SOURCE PASSAGE:
Given an array or string, the task is to find the next lexicographically greater permutation of it in Java.
Examples:
Input: string = "gfg"
Output: ggf
Input: arr[] = {1, 2, 3}
Output: {1, 3, 2}In C++, there is a specific function that saves us from a lot of code. It’s in the header file #include<algorithm>. The function is next_permutation(a.begin(), a.end()). It is used to rearrange the elements in the range [first, last) into the next lexicographically greater permutation. A permutation is each one of the N! possible arrangements the elements can take (where N is the number of elements in the range). Different permutations can be ordered according to how they compare lexicographically to each other.
Apparently, Java does not provide any such inbuilt method. Therefore, this article discusses how to implement the next permutation function in Java along with its algorithm.
Naïve Approach: Generate all the possible permutations of the given number/string, store them in a list and then traverse it to find the just greater permutation of the given number.
Time Complexity= O(n!*n) : n! to generate all the permutations and an extra n to traverse and find the just greater permutation.
Space Complexity = O(n!) : to store all the permutations.
This approach is very naive and complex to implement. suppose we have array size as 100, which is not very big, but, it will generate 100! permutations. which is a huge number. Moreover, we will have to need 100! space to store all of them and then traverse it to find the next greater permutation.

SOURCE MATERIAL:
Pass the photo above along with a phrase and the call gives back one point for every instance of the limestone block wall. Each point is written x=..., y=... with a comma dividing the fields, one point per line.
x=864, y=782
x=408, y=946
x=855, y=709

REQUEST 1:
Output the text on next permutations in Java, starting at "Apparently, Java does" and ending at "the given number.".
REQUEST 2:
Decide whether each statement agrees with the text on next permutations in Java, and give yes or no along with the deciding words quoted from the text. (a) Java offers a built-in method that does the same job as the C++ next_permutation function. (b) The naive approach needs O(n!) space. (c) In C++, next_permutation is found in the header file #include<algorithm>.

SOLUTION 1:
Apparently, Java does not provide any such inbuilt method. Therefore, this article discusses how to implement the next permutation function in Java along with its algorithm.
Naïve Approach: Generate all the possible permutations of the given number/string, store them in a list and then traverse it to find the just greater permutation of the given number.

SOLUTION 2:
(a) No: "Apparently, Java does not provide any such inbuilt method."
(b) Yes: "Space Complexity = O(n!) : to store all the permutations."
(c) Yes: "It’s in the header file #include<algorithm>."